TÂCHES À EFFECTUER:
1/ D'après le passage choisi, avec quel pays le président Habyarimana a-t-il pu rétablir de meilleures relations ?
2/ Traduisez en anglais cette phrase du passage choisi : « Comme pour la première République, le discours politique de la deuxième République est séduisant, il inspire espoir et confiance. »

PASSAGE CHOISI:
Comme pour la première République, le discours politique de la deuxième République est séduisant, il inspire espoir et confiance. Cependant, les choses étaient tout autres.
Apports positifs du régime Habyarimana
Sur la plan politique, de bonnes choses ont été faites, une paix "relative" a été instaurée. A ses débuts, comme l’écrit Bouchet, “ ‘cet homme semblait vouloir sortir la paysannerie de la misère et défendait l'idée d'une réconciliation nationale entre Hutu et Tutsi. Il était acclamé comme un sauveur. Son discours était pacificateur. Il parlait d'unité nationale et fustigeait le désordre destructeur’ ” 153 .
Effectivement, on constatera que “ dès ces premiers jours, le nouveau régime bâtit son pouvoir sur les personnes de toutes les régions et ethnies frustrées par le régime précédent ” 154 . Il apporta un incontestable "mieux-être" dans le pays. “ ‘Les rwandais habitant à l'intérieur des frontières du territoire national furent unanimes à le reconnaître, autant les Tutsi que les Hutu. Non seulement on enregistre une amélioration du niveau général de vie de l'ensemble de la population, mais il fut tout simplement possible aux deux composantes de vivre en bonne intelligence, sinon toujours en bonne harmonie. Il n'existait plus, au début des années 80, cette tension constante entre les deux communautés ethniques, qui rendait toute relation vraie bien aléatoire ”’ ‘ 155 ’ ‘. Sur le plan relationnel, “ le président Habyarimana a pu rétablir de meilleures relations avec le Burundi, ce qui mit définitivement un terme aux incursions des exilés tutsi qui, à chaque opération militaire, attiraient sur leurs compatriotes restés au pays la colère des paysans hutu’ ” 156 .

DONNÉES FOURNIES:

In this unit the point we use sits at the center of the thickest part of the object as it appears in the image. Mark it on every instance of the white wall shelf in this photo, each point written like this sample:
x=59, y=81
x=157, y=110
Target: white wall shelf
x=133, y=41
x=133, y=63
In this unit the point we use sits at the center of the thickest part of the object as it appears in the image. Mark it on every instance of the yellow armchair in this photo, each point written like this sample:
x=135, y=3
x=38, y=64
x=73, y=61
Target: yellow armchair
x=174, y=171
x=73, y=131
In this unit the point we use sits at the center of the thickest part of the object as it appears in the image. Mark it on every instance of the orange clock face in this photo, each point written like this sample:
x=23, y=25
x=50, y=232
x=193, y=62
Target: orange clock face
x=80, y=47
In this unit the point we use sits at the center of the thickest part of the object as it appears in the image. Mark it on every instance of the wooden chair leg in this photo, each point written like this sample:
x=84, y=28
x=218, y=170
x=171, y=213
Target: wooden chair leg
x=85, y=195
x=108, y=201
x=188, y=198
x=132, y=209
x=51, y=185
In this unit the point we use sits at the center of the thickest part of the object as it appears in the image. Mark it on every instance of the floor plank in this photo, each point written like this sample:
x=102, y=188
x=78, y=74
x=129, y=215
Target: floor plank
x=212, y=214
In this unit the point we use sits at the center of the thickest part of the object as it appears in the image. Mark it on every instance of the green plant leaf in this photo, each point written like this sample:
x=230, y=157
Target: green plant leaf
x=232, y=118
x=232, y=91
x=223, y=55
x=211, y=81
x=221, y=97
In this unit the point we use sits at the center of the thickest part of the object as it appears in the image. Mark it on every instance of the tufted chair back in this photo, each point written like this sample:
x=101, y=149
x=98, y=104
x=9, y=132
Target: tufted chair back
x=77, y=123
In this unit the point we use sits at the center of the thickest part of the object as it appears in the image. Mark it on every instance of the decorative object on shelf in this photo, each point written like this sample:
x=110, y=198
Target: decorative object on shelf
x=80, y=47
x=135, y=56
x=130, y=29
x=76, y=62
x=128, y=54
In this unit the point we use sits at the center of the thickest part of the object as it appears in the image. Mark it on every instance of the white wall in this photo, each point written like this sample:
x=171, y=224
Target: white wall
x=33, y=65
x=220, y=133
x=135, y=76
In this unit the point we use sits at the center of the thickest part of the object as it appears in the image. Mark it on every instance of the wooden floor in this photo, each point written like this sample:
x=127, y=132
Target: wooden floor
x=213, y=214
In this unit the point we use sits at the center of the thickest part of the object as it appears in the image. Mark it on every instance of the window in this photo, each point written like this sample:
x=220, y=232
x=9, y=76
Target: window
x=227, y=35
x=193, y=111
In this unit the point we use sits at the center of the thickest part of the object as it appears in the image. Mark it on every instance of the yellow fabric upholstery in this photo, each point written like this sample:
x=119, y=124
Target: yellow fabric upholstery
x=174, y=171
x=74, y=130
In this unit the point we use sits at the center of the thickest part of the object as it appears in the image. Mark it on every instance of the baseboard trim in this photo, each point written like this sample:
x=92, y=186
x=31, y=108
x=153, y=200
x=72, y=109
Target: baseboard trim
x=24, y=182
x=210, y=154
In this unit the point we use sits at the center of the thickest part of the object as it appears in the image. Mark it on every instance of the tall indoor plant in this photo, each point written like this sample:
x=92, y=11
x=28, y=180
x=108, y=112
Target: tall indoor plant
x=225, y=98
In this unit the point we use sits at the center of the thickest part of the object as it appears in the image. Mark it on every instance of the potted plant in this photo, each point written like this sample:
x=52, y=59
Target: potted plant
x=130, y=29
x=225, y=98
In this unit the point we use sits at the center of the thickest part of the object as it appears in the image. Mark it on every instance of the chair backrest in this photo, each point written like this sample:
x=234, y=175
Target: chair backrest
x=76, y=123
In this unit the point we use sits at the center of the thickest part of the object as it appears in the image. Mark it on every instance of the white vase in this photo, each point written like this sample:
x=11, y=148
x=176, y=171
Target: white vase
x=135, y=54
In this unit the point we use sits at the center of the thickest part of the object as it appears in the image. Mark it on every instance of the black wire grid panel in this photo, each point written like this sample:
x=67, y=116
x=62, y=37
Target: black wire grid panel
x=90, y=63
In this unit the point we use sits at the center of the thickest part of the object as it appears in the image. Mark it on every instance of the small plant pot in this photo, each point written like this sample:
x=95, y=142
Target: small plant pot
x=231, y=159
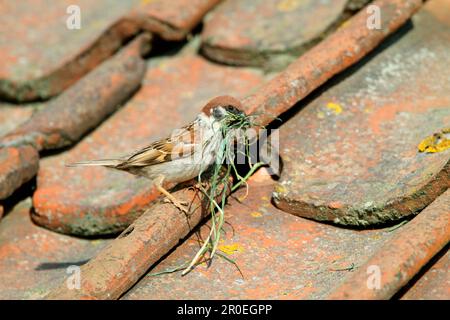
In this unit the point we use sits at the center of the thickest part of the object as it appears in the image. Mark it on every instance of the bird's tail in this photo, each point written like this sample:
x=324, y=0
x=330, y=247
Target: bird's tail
x=104, y=163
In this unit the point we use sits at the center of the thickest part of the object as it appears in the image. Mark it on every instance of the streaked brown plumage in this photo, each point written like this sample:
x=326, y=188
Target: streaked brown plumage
x=184, y=155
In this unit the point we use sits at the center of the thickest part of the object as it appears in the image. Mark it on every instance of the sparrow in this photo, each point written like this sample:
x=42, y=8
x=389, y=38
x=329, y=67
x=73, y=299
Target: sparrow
x=187, y=153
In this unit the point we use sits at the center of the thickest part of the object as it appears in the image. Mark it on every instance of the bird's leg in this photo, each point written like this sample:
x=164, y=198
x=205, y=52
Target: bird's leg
x=181, y=205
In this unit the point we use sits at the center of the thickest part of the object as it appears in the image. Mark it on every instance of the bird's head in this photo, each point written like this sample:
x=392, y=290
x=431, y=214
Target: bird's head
x=228, y=111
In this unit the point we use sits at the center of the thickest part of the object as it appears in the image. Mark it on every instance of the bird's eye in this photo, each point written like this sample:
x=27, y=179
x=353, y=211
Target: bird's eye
x=218, y=113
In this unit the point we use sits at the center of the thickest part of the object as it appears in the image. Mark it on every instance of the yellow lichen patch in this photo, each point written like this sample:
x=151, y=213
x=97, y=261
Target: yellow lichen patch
x=288, y=5
x=438, y=142
x=280, y=189
x=231, y=248
x=256, y=214
x=336, y=108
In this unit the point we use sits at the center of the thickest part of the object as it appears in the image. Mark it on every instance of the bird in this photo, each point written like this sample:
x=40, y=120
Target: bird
x=187, y=153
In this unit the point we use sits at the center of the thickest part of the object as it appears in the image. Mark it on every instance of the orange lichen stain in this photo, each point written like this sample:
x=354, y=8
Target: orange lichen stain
x=256, y=214
x=288, y=5
x=8, y=250
x=435, y=143
x=336, y=108
x=231, y=248
x=144, y=2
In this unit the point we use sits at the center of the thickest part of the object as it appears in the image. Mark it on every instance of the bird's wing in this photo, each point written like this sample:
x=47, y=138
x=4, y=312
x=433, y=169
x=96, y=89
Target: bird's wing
x=181, y=144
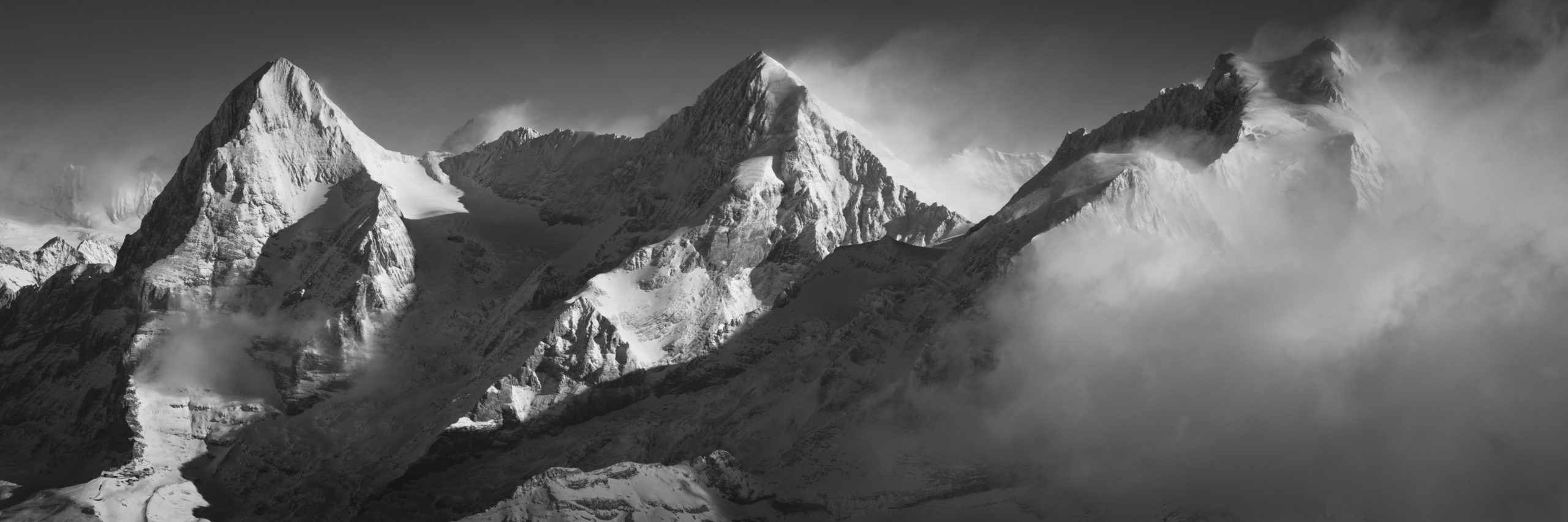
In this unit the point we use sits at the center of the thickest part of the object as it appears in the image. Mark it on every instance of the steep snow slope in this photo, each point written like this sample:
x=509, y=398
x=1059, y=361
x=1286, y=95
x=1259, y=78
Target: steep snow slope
x=330, y=308
x=821, y=395
x=978, y=181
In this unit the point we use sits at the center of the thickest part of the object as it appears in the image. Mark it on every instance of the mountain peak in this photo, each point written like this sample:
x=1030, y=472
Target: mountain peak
x=756, y=76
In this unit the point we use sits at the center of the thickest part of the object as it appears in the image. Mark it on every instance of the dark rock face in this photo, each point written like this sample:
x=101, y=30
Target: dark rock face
x=286, y=253
x=747, y=278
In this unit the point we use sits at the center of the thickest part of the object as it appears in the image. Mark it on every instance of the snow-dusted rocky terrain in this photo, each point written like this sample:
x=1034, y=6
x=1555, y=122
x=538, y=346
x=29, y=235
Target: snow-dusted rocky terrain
x=308, y=327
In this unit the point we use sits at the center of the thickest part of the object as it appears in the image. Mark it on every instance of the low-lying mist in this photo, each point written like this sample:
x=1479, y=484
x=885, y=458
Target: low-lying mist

RÉPONSES PAR TÂCHE:
1/ Avec le Burundi.

2/ As with the First Republic, the political discourse of the Second Republic is appealing; it inspires hope and confidence.